• [Text shown]
Who Should Direct the ‘Justice League’ Movie?
With the success of The Avengers debunking the “superhero film is dying” myth, DC is trying to stay cinematically relevant. While I don’t think they’ve ever done as well as Marvel has (with the exception of Nolan’s Batman trilogy and maybe Green Lantern), with bringing their iconic characters to the big screen. The close of The Dark Knight trilogy, and the upcoming Man of Steel film seems to have sparked an even more hopeful flame under the ass of studio execs. While rumors float around about villains and actors, no one has been chatting about the director yet. There are a few names that pop into my mind as either likely candidates or just ones I’d like to see behind the lens, but besides my following nominations, who else would you like to see take the reins on the Justice League film? With The Avengers taking the tone of “light as a feather”, DC has to either; make it MORE fun than The Avengers is, or go for the total opposite, a darker, character driven, realism piece. Justice League isn’t slated for release until the later part of 2015, but you would never say it’s too early to make a Christmas wish list.
12. Sam Mendes
The dude just hopped off the red hot Skyfall. If you saw the latest Bond spectacle, you know that it’s able to rip your ass out of the seat and your heart out of your chest. Mendes was also inspired by Nolan’s Batman films, to take a comic book character and make him something real with a past and a psych. I think he could bring a terrific sense of action to the film while still keeping with the darker tone that DC seems to be going for. He was able to remind audiences that James Bond was a real person with problems just like the rest of us, not just a playboy millionaire spy. Sound similar to a certain caped crusader?
11. Paul Greengrass
The Bourne films started this trend of realistic spy thriller. Away with the exploding pens and ejection seats, the reason Casino Royale was churned out with that rough realistic feel, is due to the success of the Bourne series. The tortured spy, and his quest for answers. While the shakey camera thing might not suit Justice League, the chase like structure of the Bourne films made for some excellent pacing. Remember the final moments of The Bourne Ultimatum, Bourne’s assured survival just by the sounding of Moby’s “Extreme Ways”, Greengrass can evoke that cinematic awe that Justice League will need. While Greengrass is preoccupied at the moment with completing a few projects of his own, Justice League is still in conception, I’m sure a big enough pay check could help cox him.

• [Extracted records]
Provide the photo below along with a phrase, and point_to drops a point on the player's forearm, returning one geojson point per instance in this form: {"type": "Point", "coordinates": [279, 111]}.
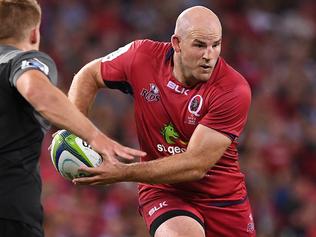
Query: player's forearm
{"type": "Point", "coordinates": [174, 169]}
{"type": "Point", "coordinates": [52, 104]}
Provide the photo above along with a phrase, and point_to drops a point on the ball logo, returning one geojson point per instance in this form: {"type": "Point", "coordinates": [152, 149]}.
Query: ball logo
{"type": "Point", "coordinates": [195, 105]}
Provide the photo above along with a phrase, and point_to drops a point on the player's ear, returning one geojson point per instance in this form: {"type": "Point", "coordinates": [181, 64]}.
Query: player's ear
{"type": "Point", "coordinates": [175, 41]}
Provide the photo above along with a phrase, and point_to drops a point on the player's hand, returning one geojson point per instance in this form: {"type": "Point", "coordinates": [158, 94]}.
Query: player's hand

• [Given instruction 1]
Transcribe the Justice League director article word for word, everything from "11. Paul Greengrass" down to "help cox him.".
• [Given instruction 2]
In the Justice League director article, when is Justice League slated for release?

• [Worked answer 1]
11. Paul Greengrass
The Bourne films started this trend of realistic spy thriller. Away with the exploding pens and ejection seats, the reason Casino Royale was churned out with that rough realistic feel, is due to the success of the Bourne series. The tortured spy, and his quest for answers. While the shakey camera thing might not suit Justice League, the chase like structure of the Bourne films made for some excellent pacing. Remember the final moments of The Bourne Ultimatum, Bourne’s assured survival just by the sounding of Moby’s “Extreme Ways”, Greengrass can evoke that cinematic awe that Justice League will need. While Greengrass is preoccupied at the moment with completing a few projects of his own, Justice League is still in conception, I’m sure a big enough pay check could help cox him.

• [Worked answer 2]
The later part of 2015.